Copy every item below character for character, leaving nothing out.

(An excerpt from a dataset)
# # # # # # #

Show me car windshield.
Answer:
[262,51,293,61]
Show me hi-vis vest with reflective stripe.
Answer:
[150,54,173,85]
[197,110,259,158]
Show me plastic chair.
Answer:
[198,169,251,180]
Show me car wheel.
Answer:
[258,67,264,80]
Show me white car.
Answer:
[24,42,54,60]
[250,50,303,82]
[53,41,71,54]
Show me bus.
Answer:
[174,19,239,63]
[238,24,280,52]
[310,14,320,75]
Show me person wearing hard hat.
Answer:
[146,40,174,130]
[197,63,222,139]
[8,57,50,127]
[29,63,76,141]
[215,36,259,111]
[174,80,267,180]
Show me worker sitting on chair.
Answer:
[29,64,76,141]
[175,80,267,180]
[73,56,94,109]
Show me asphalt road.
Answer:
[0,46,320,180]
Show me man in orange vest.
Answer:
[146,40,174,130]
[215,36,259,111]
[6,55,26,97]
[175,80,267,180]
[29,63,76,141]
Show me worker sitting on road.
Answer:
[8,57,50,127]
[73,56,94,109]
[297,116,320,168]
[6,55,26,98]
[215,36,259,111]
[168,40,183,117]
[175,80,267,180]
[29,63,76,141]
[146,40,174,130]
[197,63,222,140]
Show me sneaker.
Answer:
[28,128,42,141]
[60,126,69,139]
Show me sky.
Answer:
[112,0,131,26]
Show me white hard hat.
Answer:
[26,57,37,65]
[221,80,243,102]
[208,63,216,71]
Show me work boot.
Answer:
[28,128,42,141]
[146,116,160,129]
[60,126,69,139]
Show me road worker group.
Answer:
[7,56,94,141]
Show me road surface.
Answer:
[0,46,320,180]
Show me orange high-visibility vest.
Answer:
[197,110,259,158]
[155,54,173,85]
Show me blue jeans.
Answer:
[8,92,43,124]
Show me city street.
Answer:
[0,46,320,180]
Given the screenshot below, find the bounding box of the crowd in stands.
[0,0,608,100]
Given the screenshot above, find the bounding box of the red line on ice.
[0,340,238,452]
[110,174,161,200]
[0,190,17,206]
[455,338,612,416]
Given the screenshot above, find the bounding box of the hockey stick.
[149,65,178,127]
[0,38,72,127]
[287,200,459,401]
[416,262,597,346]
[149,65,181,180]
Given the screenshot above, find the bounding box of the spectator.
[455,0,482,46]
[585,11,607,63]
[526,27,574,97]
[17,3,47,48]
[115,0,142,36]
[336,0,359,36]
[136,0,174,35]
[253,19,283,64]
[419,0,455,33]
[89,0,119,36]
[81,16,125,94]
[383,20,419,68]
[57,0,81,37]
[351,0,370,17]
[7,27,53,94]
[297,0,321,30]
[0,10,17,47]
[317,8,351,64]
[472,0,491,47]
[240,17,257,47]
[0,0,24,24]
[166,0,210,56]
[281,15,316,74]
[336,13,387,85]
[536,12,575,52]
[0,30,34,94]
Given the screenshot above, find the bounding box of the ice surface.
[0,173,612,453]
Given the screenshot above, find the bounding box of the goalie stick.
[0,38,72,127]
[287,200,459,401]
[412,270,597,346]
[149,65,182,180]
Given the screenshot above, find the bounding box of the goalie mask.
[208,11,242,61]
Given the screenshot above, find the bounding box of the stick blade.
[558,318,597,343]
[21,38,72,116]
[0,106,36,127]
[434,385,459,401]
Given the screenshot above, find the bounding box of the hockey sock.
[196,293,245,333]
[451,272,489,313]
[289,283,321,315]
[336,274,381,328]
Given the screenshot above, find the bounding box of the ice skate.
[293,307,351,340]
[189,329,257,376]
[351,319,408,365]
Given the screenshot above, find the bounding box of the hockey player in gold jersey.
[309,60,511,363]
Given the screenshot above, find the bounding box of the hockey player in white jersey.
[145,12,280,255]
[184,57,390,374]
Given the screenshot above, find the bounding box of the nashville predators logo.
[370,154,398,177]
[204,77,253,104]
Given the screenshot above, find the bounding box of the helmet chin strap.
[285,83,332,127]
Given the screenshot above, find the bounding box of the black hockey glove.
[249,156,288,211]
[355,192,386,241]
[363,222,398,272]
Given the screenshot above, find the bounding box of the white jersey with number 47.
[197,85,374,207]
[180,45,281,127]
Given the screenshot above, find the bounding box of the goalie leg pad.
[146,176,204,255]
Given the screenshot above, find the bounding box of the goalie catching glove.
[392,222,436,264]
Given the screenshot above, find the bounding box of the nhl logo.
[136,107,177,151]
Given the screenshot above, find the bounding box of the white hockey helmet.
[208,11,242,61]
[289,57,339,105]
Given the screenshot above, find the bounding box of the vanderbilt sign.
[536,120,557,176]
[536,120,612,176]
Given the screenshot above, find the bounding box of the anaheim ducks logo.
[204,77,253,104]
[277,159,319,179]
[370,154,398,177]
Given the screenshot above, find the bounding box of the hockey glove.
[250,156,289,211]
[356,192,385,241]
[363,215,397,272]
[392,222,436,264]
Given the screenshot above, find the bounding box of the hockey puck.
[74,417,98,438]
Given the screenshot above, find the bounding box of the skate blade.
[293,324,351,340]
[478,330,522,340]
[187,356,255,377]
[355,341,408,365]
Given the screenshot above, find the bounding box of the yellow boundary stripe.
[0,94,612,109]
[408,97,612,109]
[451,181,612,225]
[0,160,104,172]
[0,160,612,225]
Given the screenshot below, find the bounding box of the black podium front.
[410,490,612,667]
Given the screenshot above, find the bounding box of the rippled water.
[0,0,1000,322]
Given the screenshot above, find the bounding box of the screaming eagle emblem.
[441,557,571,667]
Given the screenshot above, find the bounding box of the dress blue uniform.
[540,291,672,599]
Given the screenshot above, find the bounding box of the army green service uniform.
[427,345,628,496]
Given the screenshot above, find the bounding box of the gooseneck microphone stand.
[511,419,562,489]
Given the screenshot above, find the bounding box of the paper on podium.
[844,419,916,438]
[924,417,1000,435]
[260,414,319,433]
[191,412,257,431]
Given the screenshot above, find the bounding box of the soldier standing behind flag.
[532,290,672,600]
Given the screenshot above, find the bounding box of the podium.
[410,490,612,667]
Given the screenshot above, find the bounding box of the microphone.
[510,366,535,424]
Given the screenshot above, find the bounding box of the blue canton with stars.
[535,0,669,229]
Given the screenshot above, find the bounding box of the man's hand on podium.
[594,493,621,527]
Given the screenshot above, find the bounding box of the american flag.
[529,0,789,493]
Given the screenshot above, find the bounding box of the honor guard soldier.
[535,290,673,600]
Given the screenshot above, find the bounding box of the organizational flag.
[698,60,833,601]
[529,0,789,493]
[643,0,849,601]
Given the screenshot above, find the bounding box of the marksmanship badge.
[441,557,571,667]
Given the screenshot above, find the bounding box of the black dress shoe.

# # # # # # #

» RESULT OF THIS EXERCISE
Show me car windshield.
Answer:
[262,51,293,61]
Show me hi-vis vest with reflective stripe.
Answer:
[150,54,173,85]
[197,110,259,158]
Show me plastic chair.
Answer:
[198,169,251,180]
Show me car wheel.
Answer:
[258,67,264,80]
Show me white car.
Answer:
[24,42,54,60]
[250,50,303,82]
[53,41,71,54]
Show me bus.
Answer:
[174,19,239,63]
[238,24,280,52]
[310,14,320,75]
Show me person wearing hard hat.
Answer:
[146,40,174,130]
[197,63,222,139]
[8,57,50,127]
[29,63,76,141]
[215,36,259,111]
[174,80,267,180]
Show me worker sitting on chair.
Answer:
[29,64,76,141]
[175,80,267,180]
[73,56,94,109]
Show me asphalt road.
Answer:
[0,46,320,180]
Show me man in orange vest.
Answer:
[146,40,174,130]
[215,36,259,111]
[6,55,26,97]
[175,80,267,180]
[29,63,76,141]
Show me worker sitting on road.
Answer:
[8,57,50,127]
[73,56,94,109]
[297,116,320,168]
[6,55,26,98]
[215,36,259,111]
[168,40,183,117]
[175,80,267,180]
[29,63,76,141]
[146,40,174,130]
[197,63,222,140]
Show me sneaker.
Answer:
[28,128,42,141]
[60,126,69,139]
Show me sky.
Answer:
[112,0,131,26]
Show me white hard hat.
Answer:
[26,57,37,65]
[221,80,243,102]
[208,63,216,71]
Show me work boot.
Answer:
[28,128,42,141]
[146,116,160,129]
[60,126,69,139]
Show me road worker group.
Answer:
[7,56,94,141]
Show me road surface.
Answer:
[0,46,320,180]
Show me orange high-visibility vest.
Answer:
[197,110,259,158]
[155,54,173,85]
Show me blue jeans.
Answer:
[8,92,43,124]
Show me city street.
Answer:
[0,46,320,180]
Given the screenshot below, find the bounding box of the crowd in stands.
[0,0,608,100]
Given the screenshot above, find the bounding box of the red line on ice.
[0,340,238,452]
[110,174,161,200]
[0,190,17,206]
[455,338,612,416]
Given the screenshot above, find the bounding box of the hockey stick.
[149,65,178,127]
[0,38,72,127]
[287,200,459,401]
[416,262,597,346]
[149,65,181,180]
Given the screenshot above, find the bounding box of the spectator.
[455,0,482,46]
[585,11,607,63]
[526,27,574,97]
[17,3,47,48]
[115,0,142,36]
[336,0,359,36]
[136,0,174,35]
[253,19,283,64]
[419,0,455,33]
[89,0,119,36]
[81,16,125,94]
[383,20,419,68]
[57,0,81,37]
[351,0,370,17]
[7,27,53,94]
[297,0,321,30]
[0,10,17,47]
[317,8,351,64]
[472,0,491,47]
[240,17,257,47]
[0,0,24,24]
[166,0,210,56]
[281,15,316,74]
[336,13,387,85]
[536,12,575,52]
[0,30,34,94]
Given the screenshot above, find the bounding box of the ice surface.
[0,173,612,453]
Given the screenshot above, find the bounding box of the goalie stick.
[0,38,72,127]
[287,200,459,401]
[412,270,597,346]
[149,65,182,180]
Given the screenshot above, find the bounding box of the goalie mask.
[208,11,242,61]
Given the screenshot above, find the bounding box of the stick blade.
[558,318,597,343]
[21,38,72,116]
[0,106,36,127]
[434,385,459,401]
Given the screenshot above, find the bounding box of the hockey sock.
[196,293,245,333]
[451,272,489,313]
[289,283,321,315]
[336,274,381,328]
Given the screenshot above, find the bounding box of the ice skate.
[293,307,351,340]
[189,329,257,376]
[351,319,408,365]
Given the screenshot above, find the bounding box of the hockey player in gold jersey.
[309,60,511,363]
Given the screenshot above, find the bounding box of the hockey player in white jersey.
[145,12,280,255]
[184,57,390,374]
Given the screenshot above, find the bounding box of the nashville predators logo.
[370,154,398,177]
[204,77,253,104]
Given the screenshot above, find the bounding box of the helmet chin strap.
[285,83,332,127]
Given the screenshot above, find the bounding box of the black hockey glove.
[249,156,288,211]
[355,192,386,241]
[363,222,398,272]
Given the screenshot above, find the bounding box of the white jersey with number 47.
[197,85,374,207]
[180,45,281,127]
Given the screenshot above, find the bounding box of the goalie leg pad.
[146,176,204,255]
Given the screenshot above, find the bounding box of the goalie catching glove.
[392,222,436,264]
Given the screenshot above, find the bounding box of the nhl logo.
[136,107,177,151]
Given the screenshot above, find the bounding box of the white hockey helmet.
[208,11,242,61]
[289,57,339,105]
Given the screenshot above, find the bounding box of the vanderbilt sign.
[536,120,557,176]
[536,120,612,176]
Given the screenshot above, find the bounding box of the anaheim ducks logo.
[204,77,253,104]
[277,159,319,179]
[370,154,398,177]
Given the screenshot above, find the bounding box of the hockey glove.
[250,156,289,211]
[356,192,385,241]
[363,215,397,272]
[392,222,436,264]
Given the screenshot above, find the bounding box of the hockey puck.
[74,417,98,438]
Given the screenshot above, find the bounding box of the skate blade.
[293,324,351,340]
[478,330,522,340]
[187,356,255,377]
[355,341,408,365]
Given the screenshot above, find the bounding box of the yellow boundary stripe.
[0,94,612,109]
[408,97,612,109]
[451,181,612,225]
[0,160,104,172]
[0,160,612,225]
Given the screenshot below, find the bounding box of the black podium front.
[410,490,612,667]
Given the screenshot above, find the bounding box of the rippled water.
[0,0,1000,322]
Given the screenshot above, find the bounding box of the screaming eagle emblem.
[441,557,571,667]
Given the screenshot above, find the bounding box of the dress blue uniform.
[540,291,672,599]
Given the screenshot above, find the bounding box of the army green service uniform.
[427,345,628,496]
Given the screenshot above, find the bounding box of the gooseneck microphone stand.
[511,419,562,489]
Given the screenshot above, find the bounding box of the paper on podium.
[844,419,916,438]
[924,417,1000,435]
[260,414,319,433]
[191,412,257,431]
Given the screenshot above, find the bounding box of the soldier standing behind flag.
[532,290,672,600]
Given the screenshot above, find the bounding box of the podium.
[410,490,612,667]
Given the screenshot above, find the bounding box of the microphone.
[510,366,535,424]
Given the screenshot above, find the bounding box of the blue canton with stars.
[535,0,669,229]
Given the screenshot above, find the bounding box of the man's hand on podium.
[594,493,621,527]
Given the screenshot above, find the bounding box of the american flag.
[529,0,789,493]
Given the screenshot above, find the bounding box of the honor guard soldier.
[535,290,673,600]
Given the screenshot above, find the bounding box of the organizational flag.
[698,60,833,601]
[529,0,789,493]
[643,0,849,601]
Given the screenshot above, find the bounding box of the marksmanship badge.
[441,557,571,667]
Given the screenshot above, find the bounding box of the black dress shoe.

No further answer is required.